→ What the exercise asks: Copy out the items below with each "sports analytics" changed to "street scene analysis" and every other character left as it is.

····················

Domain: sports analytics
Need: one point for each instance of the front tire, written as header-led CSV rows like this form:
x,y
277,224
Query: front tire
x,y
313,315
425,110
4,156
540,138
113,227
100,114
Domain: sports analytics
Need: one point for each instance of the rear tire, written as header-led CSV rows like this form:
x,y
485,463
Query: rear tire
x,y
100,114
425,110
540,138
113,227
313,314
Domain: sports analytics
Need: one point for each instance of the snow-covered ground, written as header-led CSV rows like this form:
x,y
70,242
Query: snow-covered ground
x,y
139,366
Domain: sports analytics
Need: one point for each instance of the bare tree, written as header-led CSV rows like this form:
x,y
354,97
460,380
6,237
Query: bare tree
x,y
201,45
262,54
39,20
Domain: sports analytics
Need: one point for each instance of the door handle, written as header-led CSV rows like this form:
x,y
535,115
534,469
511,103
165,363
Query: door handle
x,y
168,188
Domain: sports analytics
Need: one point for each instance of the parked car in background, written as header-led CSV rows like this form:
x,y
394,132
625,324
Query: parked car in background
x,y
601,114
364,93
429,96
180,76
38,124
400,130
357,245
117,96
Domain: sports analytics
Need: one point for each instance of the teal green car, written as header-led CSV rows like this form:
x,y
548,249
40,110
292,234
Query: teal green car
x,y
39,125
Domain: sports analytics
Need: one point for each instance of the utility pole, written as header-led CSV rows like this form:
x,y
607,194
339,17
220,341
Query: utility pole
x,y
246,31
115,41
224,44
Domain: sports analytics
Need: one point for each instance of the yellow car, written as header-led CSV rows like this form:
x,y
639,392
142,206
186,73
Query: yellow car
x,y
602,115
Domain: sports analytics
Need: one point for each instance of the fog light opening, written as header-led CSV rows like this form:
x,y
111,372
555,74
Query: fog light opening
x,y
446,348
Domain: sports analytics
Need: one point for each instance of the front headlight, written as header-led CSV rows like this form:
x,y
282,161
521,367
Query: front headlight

····················

→ Result for this exercise:
Domain: street scene analysis
Need: one point for each instance of the front tire, written as header-led CSV rows like this form:
x,y
277,224
Query: front tire
x,y
313,315
425,110
4,156
540,138
113,227
100,114
Domain: street scene analysis
Need: one point for each instance of the rear tire, written as header-led CSV rows like this form:
x,y
485,463
Query: rear tire
x,y
100,114
425,110
540,138
113,227
313,314
Domain: street scene analysis
Need: one point for each instance of the snow-covered ground, written as header-led CSV rows like this form:
x,y
70,242
Query: snow-covered ground
x,y
139,366
Domain: street scene analysis
Need: one point for each instance of the bare tree, written as header-led CSV rows like this form:
x,y
354,97
460,380
6,237
Query: bare tree
x,y
201,45
262,54
39,20
Domain: street scene analysis
Need: one point for each instance of the door handle, written as header-led CSV rows like this form:
x,y
535,115
534,469
511,103
165,363
Query: door handle
x,y
168,188
Domain: street scene analysis
Need: one point for each instance of the parked car in background, written as header-led CSV rows like this form:
x,y
394,132
625,324
Query: parked car in background
x,y
601,114
364,93
429,96
180,76
38,124
400,130
357,245
117,96
Domain: street scene analysis
Need: one point for each instance of the teal green car, written as header-led CSV rows like this form:
x,y
548,249
40,110
292,234
Query: teal green car
x,y
39,125
Domain: street scene analysis
Need: one point for each instance of the utility pole, written as header-led CSV rows like this form:
x,y
607,194
339,17
220,341
Query: utility pole
x,y
246,31
115,41
224,44
Domain: street scene analysis
Need: one point for each instance of the yellow car, written as header-led CSV rows like this form:
x,y
639,392
142,206
186,73
Query: yellow car
x,y
602,115
Domain: street scene analysis
Need: one point for each instance of the fog light opening, written as header-led CSV rows like this form:
x,y
111,372
555,74
Query: fog light opening
x,y
446,348
Domain: street scene analysis
Need: one point for each instance of the front headlight, written as header-led CSV rows like this form:
x,y
282,161
521,367
Query: front headlight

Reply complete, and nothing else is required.